### [Document passage]

************

Prolonged tamoxifen therapy is preferable to ovarian ablation followed by aromatase inhibitor therapy in premenopausal women with estrogen receptor–positive breast cancer who have been treated with tamoxifen for 5 years, according to the results of a modeling study presented by Janice S. Kwon, MD, of the University of British Columbia, Vancouver, and colleagues, at the 2017 American College of Obstetricians and Gynecologists (ACOG) Annual Meeting (Abstract 110P).

“Short-term evidence suggests that aromatase inhibitors have an advantage over tamoxifen,” stated Dr. Kwon in a recent interview. However, when a woman with estrogen receptor–positive breast cancer undergoes oophorectomy, she is at greater risk for such complications as bone loss and heart attacks due to the fact that she cannot proceed to hormone replacement therapy.

************

[Entries from a data source]
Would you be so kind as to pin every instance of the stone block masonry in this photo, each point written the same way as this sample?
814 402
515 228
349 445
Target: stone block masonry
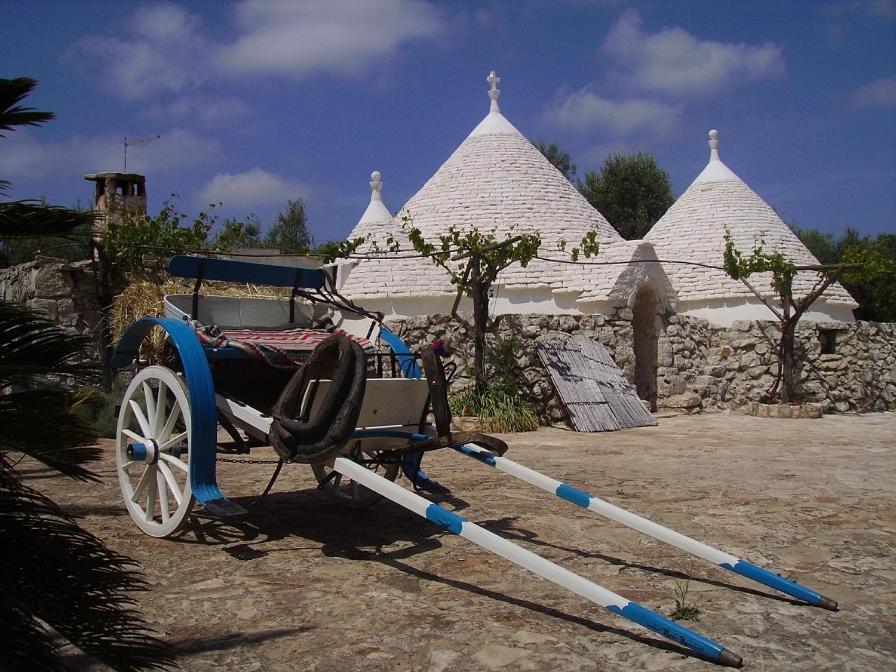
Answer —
843 367
66 292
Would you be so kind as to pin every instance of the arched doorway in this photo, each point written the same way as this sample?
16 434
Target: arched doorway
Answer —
646 328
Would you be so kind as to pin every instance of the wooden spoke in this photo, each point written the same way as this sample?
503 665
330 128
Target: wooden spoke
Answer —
141 485
173 487
159 495
161 404
136 438
177 462
163 498
151 493
141 419
150 406
169 424
173 441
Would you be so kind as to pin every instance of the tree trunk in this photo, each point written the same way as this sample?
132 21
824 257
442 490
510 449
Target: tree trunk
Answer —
479 290
788 356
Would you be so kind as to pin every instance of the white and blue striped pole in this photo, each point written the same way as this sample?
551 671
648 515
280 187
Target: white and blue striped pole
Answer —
534 563
629 519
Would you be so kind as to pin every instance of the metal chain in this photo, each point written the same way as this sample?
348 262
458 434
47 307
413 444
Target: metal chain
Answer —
246 461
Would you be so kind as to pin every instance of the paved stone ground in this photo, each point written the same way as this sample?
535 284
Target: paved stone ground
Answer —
300 585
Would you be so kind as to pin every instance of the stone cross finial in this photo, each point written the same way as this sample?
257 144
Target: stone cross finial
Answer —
376 185
714 145
494 92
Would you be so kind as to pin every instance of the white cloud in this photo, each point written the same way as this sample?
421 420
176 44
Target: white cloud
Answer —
201 108
674 62
337 36
251 188
879 93
874 8
166 52
27 157
585 110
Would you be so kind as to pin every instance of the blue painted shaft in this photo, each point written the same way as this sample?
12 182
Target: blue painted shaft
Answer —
203 413
587 501
526 559
669 629
617 604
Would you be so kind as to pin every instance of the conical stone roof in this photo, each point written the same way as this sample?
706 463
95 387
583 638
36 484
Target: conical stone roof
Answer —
496 181
693 230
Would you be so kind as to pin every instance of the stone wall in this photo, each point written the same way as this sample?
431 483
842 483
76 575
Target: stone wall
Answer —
699 366
66 291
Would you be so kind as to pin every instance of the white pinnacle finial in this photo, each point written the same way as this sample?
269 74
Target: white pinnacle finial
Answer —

************

### [Tasks and exercises]
(1) According to the breast cancer therapy passage, at what event was the modeling study presented?
(2) Continue the breast cancer therapy passage from where it stops.
These entries have no connection to the text about tamoxifen therapy.

### [Per-task answers]
(1) The 2017 American College of Obstetricians and Gynecologists (ACOG) Annual Meeting.

(2)
The investigators compared three treatment regimens: 5 additional years of tamoxifen, ovarian ablation followed by an aromatase inhibitor, and no additional treatment. A simulation of treatment-related adverse events predicted that 5 additional years of tamoxifen would lead to more cases of endometrial cancer and thromboembolic events, whereas ovarian ablation followed by an aromatase inhibitor may produce more bone fractures, coronary heart disease events, and strokes.